** Start of Items **

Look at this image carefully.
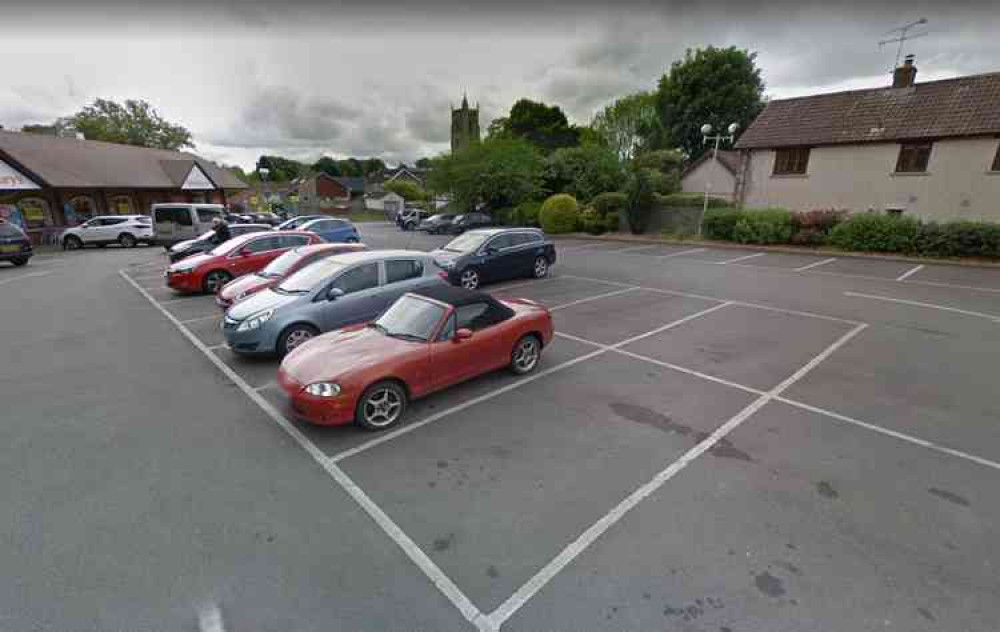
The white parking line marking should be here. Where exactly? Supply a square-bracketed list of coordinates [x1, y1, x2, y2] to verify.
[119, 271, 492, 630]
[549, 287, 639, 312]
[896, 264, 924, 281]
[330, 303, 726, 463]
[844, 292, 1000, 323]
[488, 324, 868, 628]
[715, 252, 767, 266]
[0, 272, 52, 285]
[795, 257, 837, 272]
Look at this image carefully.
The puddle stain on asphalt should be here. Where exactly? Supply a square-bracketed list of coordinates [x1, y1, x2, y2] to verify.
[608, 402, 753, 461]
[753, 571, 785, 597]
[927, 487, 971, 507]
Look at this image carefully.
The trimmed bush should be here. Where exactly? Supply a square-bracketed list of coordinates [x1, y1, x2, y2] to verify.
[733, 208, 792, 244]
[591, 193, 628, 217]
[701, 208, 744, 241]
[514, 202, 542, 226]
[828, 213, 920, 253]
[538, 193, 580, 235]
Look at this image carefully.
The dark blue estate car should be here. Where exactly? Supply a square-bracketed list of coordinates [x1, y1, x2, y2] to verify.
[431, 228, 556, 290]
[0, 220, 35, 266]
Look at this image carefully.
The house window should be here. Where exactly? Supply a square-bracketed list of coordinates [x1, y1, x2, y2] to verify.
[896, 143, 933, 173]
[774, 147, 809, 176]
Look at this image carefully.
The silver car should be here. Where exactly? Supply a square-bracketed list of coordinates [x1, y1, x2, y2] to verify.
[222, 250, 447, 356]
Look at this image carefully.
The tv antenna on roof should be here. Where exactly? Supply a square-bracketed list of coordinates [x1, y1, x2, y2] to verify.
[878, 18, 928, 69]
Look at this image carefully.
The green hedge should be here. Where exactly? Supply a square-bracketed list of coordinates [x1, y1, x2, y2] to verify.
[538, 193, 579, 235]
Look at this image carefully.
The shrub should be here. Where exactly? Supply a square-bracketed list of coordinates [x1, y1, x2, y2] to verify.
[733, 208, 792, 244]
[538, 193, 579, 235]
[592, 193, 628, 217]
[702, 208, 744, 241]
[829, 213, 920, 253]
[514, 202, 542, 226]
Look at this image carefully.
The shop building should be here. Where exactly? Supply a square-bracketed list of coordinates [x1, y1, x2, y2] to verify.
[0, 130, 246, 244]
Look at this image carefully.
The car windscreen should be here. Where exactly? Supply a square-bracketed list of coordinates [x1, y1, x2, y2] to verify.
[277, 259, 347, 294]
[443, 233, 489, 252]
[374, 296, 445, 342]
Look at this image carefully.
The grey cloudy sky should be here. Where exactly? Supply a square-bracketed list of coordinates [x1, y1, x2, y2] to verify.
[0, 0, 1000, 168]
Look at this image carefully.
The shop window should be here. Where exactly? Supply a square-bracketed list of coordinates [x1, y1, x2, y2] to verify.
[17, 198, 52, 228]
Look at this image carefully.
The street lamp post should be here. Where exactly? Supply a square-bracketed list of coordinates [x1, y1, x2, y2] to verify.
[698, 123, 740, 237]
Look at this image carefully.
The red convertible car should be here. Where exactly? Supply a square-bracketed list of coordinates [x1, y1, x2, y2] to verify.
[166, 230, 323, 294]
[215, 243, 368, 309]
[278, 285, 553, 430]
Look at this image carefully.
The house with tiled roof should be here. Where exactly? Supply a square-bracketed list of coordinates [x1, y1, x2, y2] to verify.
[733, 56, 1000, 221]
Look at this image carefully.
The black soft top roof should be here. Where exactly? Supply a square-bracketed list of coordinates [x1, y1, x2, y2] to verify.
[414, 284, 514, 322]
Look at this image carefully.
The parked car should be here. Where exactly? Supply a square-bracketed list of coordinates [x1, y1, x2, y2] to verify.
[444, 213, 493, 235]
[431, 228, 556, 290]
[167, 224, 273, 262]
[0, 219, 35, 266]
[417, 213, 455, 235]
[299, 217, 361, 244]
[166, 231, 320, 294]
[222, 250, 445, 356]
[278, 287, 553, 430]
[396, 206, 431, 230]
[278, 215, 326, 230]
[59, 215, 153, 250]
[153, 204, 226, 250]
[215, 243, 368, 309]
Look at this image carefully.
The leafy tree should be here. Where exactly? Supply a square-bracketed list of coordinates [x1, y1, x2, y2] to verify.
[488, 99, 580, 151]
[590, 92, 660, 163]
[70, 99, 194, 149]
[427, 138, 543, 209]
[545, 145, 625, 201]
[656, 46, 764, 160]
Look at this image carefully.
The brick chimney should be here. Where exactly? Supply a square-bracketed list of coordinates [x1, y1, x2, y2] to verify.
[892, 55, 917, 88]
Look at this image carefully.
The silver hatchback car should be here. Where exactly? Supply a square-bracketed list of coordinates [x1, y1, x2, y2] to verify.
[222, 250, 447, 356]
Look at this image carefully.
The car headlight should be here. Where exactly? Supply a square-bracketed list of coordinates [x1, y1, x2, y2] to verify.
[236, 308, 274, 331]
[306, 382, 340, 397]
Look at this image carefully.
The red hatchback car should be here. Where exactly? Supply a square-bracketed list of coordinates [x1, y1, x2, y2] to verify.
[215, 243, 368, 309]
[278, 285, 554, 430]
[166, 231, 323, 294]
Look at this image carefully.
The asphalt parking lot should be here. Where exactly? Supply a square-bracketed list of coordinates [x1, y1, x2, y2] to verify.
[0, 224, 1000, 632]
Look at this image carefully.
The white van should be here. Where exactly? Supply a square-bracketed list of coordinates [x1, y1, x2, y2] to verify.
[153, 203, 225, 248]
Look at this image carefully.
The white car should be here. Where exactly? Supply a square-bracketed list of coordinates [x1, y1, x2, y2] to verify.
[59, 215, 153, 250]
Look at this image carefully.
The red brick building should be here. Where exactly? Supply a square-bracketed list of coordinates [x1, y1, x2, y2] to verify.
[0, 131, 246, 243]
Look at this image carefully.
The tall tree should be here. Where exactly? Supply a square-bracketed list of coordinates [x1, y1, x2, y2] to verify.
[590, 92, 660, 163]
[656, 46, 764, 160]
[70, 99, 194, 149]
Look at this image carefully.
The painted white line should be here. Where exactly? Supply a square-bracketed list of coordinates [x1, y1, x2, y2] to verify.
[119, 271, 493, 631]
[716, 252, 768, 266]
[549, 287, 639, 312]
[896, 264, 924, 281]
[844, 292, 1000, 323]
[488, 324, 867, 629]
[330, 303, 726, 463]
[795, 257, 837, 272]
[774, 397, 1000, 470]
[0, 272, 52, 285]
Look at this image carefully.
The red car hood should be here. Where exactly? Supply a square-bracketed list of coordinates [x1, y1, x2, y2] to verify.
[281, 326, 425, 384]
[219, 274, 278, 302]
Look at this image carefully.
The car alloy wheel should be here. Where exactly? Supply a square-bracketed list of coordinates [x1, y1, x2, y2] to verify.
[460, 268, 479, 290]
[535, 257, 549, 279]
[510, 336, 541, 375]
[356, 382, 406, 430]
[202, 270, 233, 294]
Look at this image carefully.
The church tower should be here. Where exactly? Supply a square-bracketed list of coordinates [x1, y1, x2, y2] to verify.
[451, 94, 479, 152]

** End of Items **

Rewrite all of the material above, changing "carefully" to "closely" everywhere and leaving everything else as it is. Omit the pictures.

# [Expected answer]
Look at this image closely.
The white parking line marking should be here. Where exactly? Supply a square-bracketed list of coordinates [x1, y1, x2, y2] to verify.
[119, 271, 492, 630]
[549, 287, 639, 312]
[896, 264, 924, 281]
[330, 303, 726, 463]
[844, 292, 1000, 323]
[488, 324, 868, 628]
[715, 252, 767, 266]
[0, 272, 52, 285]
[795, 257, 837, 272]
Look at this image closely.
The puddle stain on asphalt should be here. Where exactly? Supply a square-bracketed list of coordinates [x1, y1, x2, y2] to verify.
[608, 402, 753, 461]
[753, 571, 785, 597]
[927, 487, 971, 507]
Look at this image closely.
The trimmed bush should be here. Where exactly? Supply a square-bracketed list of coordinates [x1, y1, x2, y2] to verify.
[733, 208, 792, 244]
[591, 193, 628, 217]
[701, 208, 744, 241]
[514, 202, 542, 226]
[828, 213, 920, 253]
[538, 193, 580, 235]
Look at this image closely.
The dark blue estate car should be here. Where exactly? Supply a square-bracketed list of coordinates [x1, y1, x2, y2] to verify.
[431, 228, 556, 290]
[0, 220, 35, 266]
Look at this image closely.
The house window should be here. Where exactly? Supply a square-bracketed list of coordinates [x1, y1, x2, y2] to verify.
[896, 143, 933, 173]
[774, 147, 809, 176]
Look at this image closely.
The silver car should be here. Where exactly? Supply a square-bracketed list of coordinates [x1, y1, x2, y2] to verify.
[222, 250, 447, 356]
Look at this image closely.
The tv antenna on roof should be here. Where exactly? Supply a square-bracketed list of coordinates [x1, y1, x2, y2] to verify.
[878, 18, 928, 69]
Look at this image closely.
The green hedge should be here. Where exactly? Supply a square-bracketed list of coordinates [x1, y1, x2, y2] to verify.
[538, 193, 579, 235]
Look at this image closely.
The shrub should be here. Where exactly? Supply a square-bracketed list of coordinates [x1, y1, x2, y2] to verify.
[733, 208, 792, 244]
[538, 193, 579, 235]
[592, 193, 628, 217]
[702, 208, 744, 241]
[829, 213, 920, 253]
[514, 202, 542, 226]
Look at this image closely.
The shop building should be here. Where exactly? Supply a square-bracketed list of coordinates [x1, y1, x2, y2] to verify.
[0, 130, 246, 244]
Look at this image closely.
The car windscreen should be here. Where exactly? Supply a square-bracketed list of coordinates [x1, y1, x2, y2] to verify.
[277, 259, 347, 294]
[443, 233, 489, 252]
[374, 296, 445, 342]
Look at this image closely.
The grey cloudy sky should be here. Where exactly? Supply a square-bracketed list of coordinates [x1, y1, x2, y2] to verify.
[0, 0, 1000, 168]
Look at this image closely.
The shop window should be here. Where exactly? Supply a square-bracketed list of coordinates [x1, y1, x2, y2] to verify.
[17, 198, 52, 228]
Look at this image closely.
The street lamp post should be here. Where exactly? Supply a square-bracketed list of coordinates [x1, y1, x2, y2] to verify.
[698, 123, 740, 237]
Look at this image closely.
The red convertible car should be here. Where exactly? Supply a square-bracketed list of coordinates [x1, y1, x2, y2] to verify.
[166, 230, 323, 294]
[215, 243, 368, 309]
[278, 285, 553, 430]
Look at this image closely.
The house with tiled roof should be here. Where exactly? Supply a square-bracketed list of coordinates [x1, y1, x2, y2] to verify.
[733, 56, 1000, 221]
Look at this image closely.
The black soft top roof should be here. Where exactly? Supply a square-bracketed list of coordinates [x1, y1, x2, y2] to verify.
[414, 284, 514, 322]
Look at this image closely.
The parked car should be here. Where exactly? Supply a square-bracketed list of coordinates [x1, y1, x2, y2] to verify.
[444, 213, 493, 235]
[431, 228, 556, 290]
[167, 224, 273, 262]
[0, 219, 35, 266]
[417, 213, 455, 235]
[299, 217, 361, 244]
[166, 231, 320, 294]
[222, 250, 445, 356]
[278, 287, 553, 430]
[396, 206, 431, 230]
[278, 215, 326, 230]
[59, 215, 153, 250]
[153, 204, 226, 250]
[215, 243, 368, 309]
Look at this image closely.
The leafy tree should be here. Where exactly? Supply a square-bracketed list of coordinates [x1, y1, x2, y2] to verify.
[488, 99, 580, 151]
[590, 92, 660, 163]
[70, 99, 194, 149]
[427, 138, 543, 209]
[545, 145, 625, 201]
[656, 46, 764, 160]
Look at this image closely.
The brick chimney should be here. Where exactly? Supply a square-bracketed list of coordinates [x1, y1, x2, y2] to verify.
[892, 55, 917, 88]
Look at this image closely.
The silver hatchback car should be here. Where exactly? Supply a square-bracketed list of coordinates [x1, y1, x2, y2] to verify.
[222, 250, 447, 356]
Look at this image closely.
The car headlight should be here. Where exactly? Supply a square-bracketed list of coordinates [x1, y1, x2, y2] to verify.
[236, 308, 274, 331]
[306, 382, 340, 397]
Look at this image closely.
The red hatchback car should be here. Where exactly? Supply a square-bracketed list of coordinates [x1, y1, x2, y2] to verify.
[215, 243, 368, 309]
[278, 285, 554, 430]
[166, 231, 323, 294]
Look at this image closely.
The asphalt parking lot should be here. Where exactly? Supply a square-bracketed list of coordinates [x1, y1, x2, y2] to verify.
[0, 224, 1000, 632]
Look at this image closely.
The white van should be here. Where exactly? Supply a square-bracketed list of coordinates [x1, y1, x2, y2] to verify.
[153, 203, 225, 248]
Look at this image closely.
The white car should be here. Where exactly? Supply a square-bracketed list of coordinates [x1, y1, x2, y2] to verify.
[59, 215, 153, 250]
Look at this image closely.
The red brick building should be here. Where exactly? Supply a square-bracketed list of coordinates [x1, y1, x2, y2] to verify.
[0, 131, 246, 243]
Look at this image closely.
The tall tree should be here. Where exactly? Supply a square-bracketed list of coordinates [x1, y1, x2, y2] to verify.
[590, 92, 660, 163]
[656, 46, 764, 160]
[70, 99, 194, 149]
Look at this image closely.
The painted white line should be here. Where exactly? Supply a square-bracketed list of coordinates [x1, y1, x2, y2] to verify.
[119, 271, 493, 631]
[716, 252, 768, 266]
[549, 287, 639, 312]
[896, 264, 924, 281]
[844, 292, 1000, 323]
[488, 324, 867, 629]
[330, 303, 726, 463]
[795, 257, 837, 272]
[774, 397, 1000, 470]
[0, 272, 52, 285]
Look at this image closely.
The red car hood should be here. Where exactly? Supply a square-bracketed list of coordinates [x1, y1, x2, y2] to verify.
[281, 326, 425, 384]
[219, 274, 278, 302]
Look at this image closely.
The car alloy wheel should be here. Where exactly? Supply a square-bracketed list of coordinates [x1, y1, x2, y2] to verify.
[460, 268, 479, 290]
[535, 257, 549, 279]
[510, 336, 541, 375]
[356, 382, 406, 430]
[202, 270, 233, 294]
Look at this image closely.
The church tower should be here. Where exactly? Supply a square-bracketed list of coordinates [x1, y1, x2, y2] to verify.
[451, 94, 479, 152]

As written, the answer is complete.